(FRAGMENTO PARA LEER):
•••

El montaje que del texto de Jaime Romo ha realizado la compañía vasca Traspasos, bajo la dirección de Miguel Gómez de Segura, se hizo acreedora ya en el año 2005 del Premio Lope de Vega de Teatro. De la puesta en escena cabe resaltar la sencillez en la iluminación y en los escasos y angulosos muebles de metacrilato –que inciden en la idea de atemporalidad que quiere transmitir la obra–, aunque no tanto en vestuario –ambiguo, no obstante, como el tiempo escénico–. La música incluye una composición del propio Friedrich Nietzsche.
Es probable que la traducción en las tablas de una personalidad magnética como la de Nietzsche, con sus frases como pedradas, junto a la inserción de unos caracteres quizá un tanto maniqueos y previsibles pero extremadamente funcionales (el médico racista y desquiciado, la hermana reprimida, el colega honesto y amical, la amante idealizada, rica y casquivana, la criada entrañable, el juez vanidoso y venal), que se dividen claramente en dos bandos (los “malos” que quieren apropiarse de la obra del filósofo y los “buenos” que quieren sacarlo del infierno en que se encuentra), hayan favorecido la excelente acogida por parte del público de una obra cuyo mayor mérito, sin duda, reposa en la espléndida caracterización del último Friedrich Nietzsche, verosímil y estremecedor desde un punto de vista físico, intelectual y emotivo (magnífico trabajo el de Alfonso Torregrosa).

•••

(INFORMACIÓN MOSTRADA):
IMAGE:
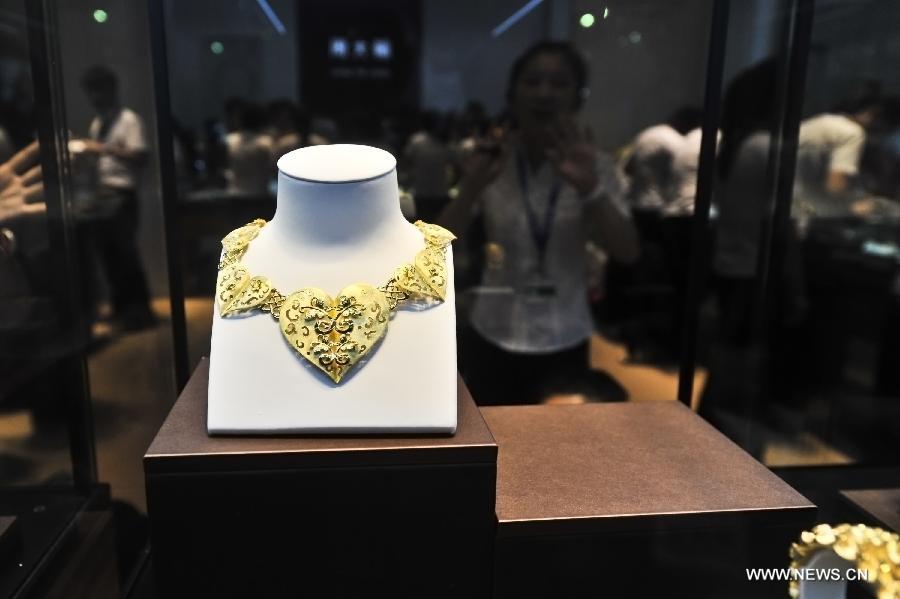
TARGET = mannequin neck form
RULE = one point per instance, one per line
(323, 214)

•••

(TRABAJO POR HACER):
1. Transcribe del fragmento sobre el montaje de Traspasos el pasaje que va desde "Es probable que" hasta "de Alfonso Torregrosa).".
2. Responde a estas preguntas con los datos del fragmento sobre el montaje de Traspasos:
(a) ¿Qué premio obtuvo el montaje y en qué año?
(b) ¿De qué material son los muebles de la puesta en escena?
(c) ¿En cuántos bandos se dividen los caracteres de la obra?

(RESPUESTAS POR TAREA):
1.
Es probable que la traducción en las tablas de una personalidad magnética como la de Nietzsche, con sus frases como pedradas, junto a la inserción de unos caracteres quizá un tanto maniqueos y previsibles pero extremadamente funcionales (el médico racista y desquiciado, la hermana reprimida, el colega honesto y amical, la amante idealizada, rica y casquivana, la criada entrañable, el juez vanidoso y venal), que se dividen claramente en dos bandos (los “malos” que quieren apropiarse de la obra del filósofo y los “buenos” que quieren sacarlo del infierno en que se encuentra), hayan favorecido la excelente acogida por parte del público de una obra cuyo mayor mérito, sin duda, reposa en la espléndida caracterización del último Friedrich Nietzsche, verosímil y estremecedor desde un punto de vista físico, intelectual y emotivo (magnífico trabajo el de Alfonso Torregrosa).

2.
(a) El Premio Lope de Vega de Teatro, en el año 2005.
(b) De metacrilato.
(c) En dos bandos.